ABOUT THIS EXERCISE - Find the string "blue" in the listing and report every line that has it.

INFORMATION -
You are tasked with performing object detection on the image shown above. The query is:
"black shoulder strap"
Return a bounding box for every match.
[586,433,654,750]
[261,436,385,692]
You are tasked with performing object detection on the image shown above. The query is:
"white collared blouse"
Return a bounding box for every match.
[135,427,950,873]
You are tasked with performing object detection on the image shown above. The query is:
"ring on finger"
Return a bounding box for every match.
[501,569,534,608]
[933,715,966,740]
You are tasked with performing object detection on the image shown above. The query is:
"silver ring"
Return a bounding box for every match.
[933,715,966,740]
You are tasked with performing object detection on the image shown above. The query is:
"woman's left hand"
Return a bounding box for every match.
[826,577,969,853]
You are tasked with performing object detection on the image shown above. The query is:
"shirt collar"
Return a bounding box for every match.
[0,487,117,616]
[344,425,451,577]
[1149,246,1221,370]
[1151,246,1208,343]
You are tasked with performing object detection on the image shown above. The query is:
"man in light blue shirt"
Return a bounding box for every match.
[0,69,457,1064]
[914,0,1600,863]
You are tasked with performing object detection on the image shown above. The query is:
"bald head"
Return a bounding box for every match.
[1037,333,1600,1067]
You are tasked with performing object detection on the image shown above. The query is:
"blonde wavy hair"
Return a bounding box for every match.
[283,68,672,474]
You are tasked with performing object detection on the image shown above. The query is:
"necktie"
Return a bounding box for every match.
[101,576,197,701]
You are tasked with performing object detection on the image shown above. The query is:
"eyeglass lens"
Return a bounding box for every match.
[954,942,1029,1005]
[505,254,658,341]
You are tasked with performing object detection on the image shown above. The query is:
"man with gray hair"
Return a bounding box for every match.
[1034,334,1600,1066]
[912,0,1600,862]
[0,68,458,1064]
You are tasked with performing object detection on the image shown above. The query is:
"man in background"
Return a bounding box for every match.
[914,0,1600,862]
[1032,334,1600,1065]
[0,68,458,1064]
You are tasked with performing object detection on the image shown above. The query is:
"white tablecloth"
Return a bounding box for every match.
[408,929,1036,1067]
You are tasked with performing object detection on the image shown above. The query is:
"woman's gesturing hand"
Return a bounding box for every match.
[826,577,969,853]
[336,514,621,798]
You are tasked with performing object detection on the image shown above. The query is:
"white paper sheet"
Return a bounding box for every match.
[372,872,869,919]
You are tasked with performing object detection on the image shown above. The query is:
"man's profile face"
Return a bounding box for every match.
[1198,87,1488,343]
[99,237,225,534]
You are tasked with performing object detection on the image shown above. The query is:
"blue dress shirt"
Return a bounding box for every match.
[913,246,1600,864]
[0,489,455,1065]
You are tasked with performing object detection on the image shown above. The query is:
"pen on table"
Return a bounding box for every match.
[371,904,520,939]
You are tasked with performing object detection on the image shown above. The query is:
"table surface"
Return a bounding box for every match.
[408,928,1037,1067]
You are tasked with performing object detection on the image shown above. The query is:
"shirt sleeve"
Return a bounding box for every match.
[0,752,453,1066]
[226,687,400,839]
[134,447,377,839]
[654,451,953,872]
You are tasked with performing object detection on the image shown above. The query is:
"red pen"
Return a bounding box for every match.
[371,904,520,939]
...
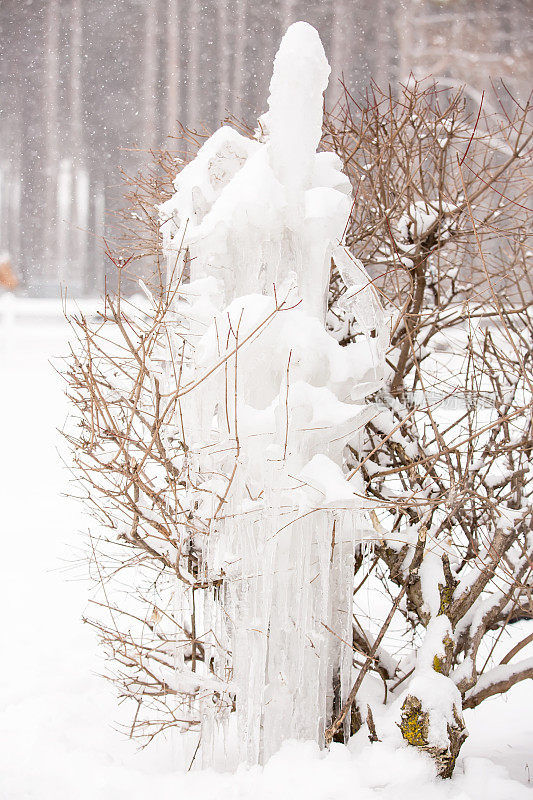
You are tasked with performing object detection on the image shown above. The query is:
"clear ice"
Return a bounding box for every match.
==
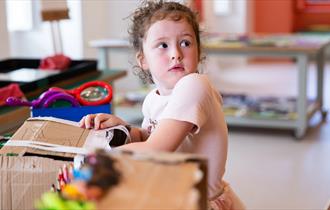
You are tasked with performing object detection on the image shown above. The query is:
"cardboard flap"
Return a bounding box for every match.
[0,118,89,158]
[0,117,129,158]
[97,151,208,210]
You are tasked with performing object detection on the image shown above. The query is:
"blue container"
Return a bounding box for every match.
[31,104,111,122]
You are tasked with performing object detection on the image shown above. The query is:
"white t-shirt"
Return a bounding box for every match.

TASK ANSWER -
"man in light blue shirt"
"blue dress shirt"
"blue container"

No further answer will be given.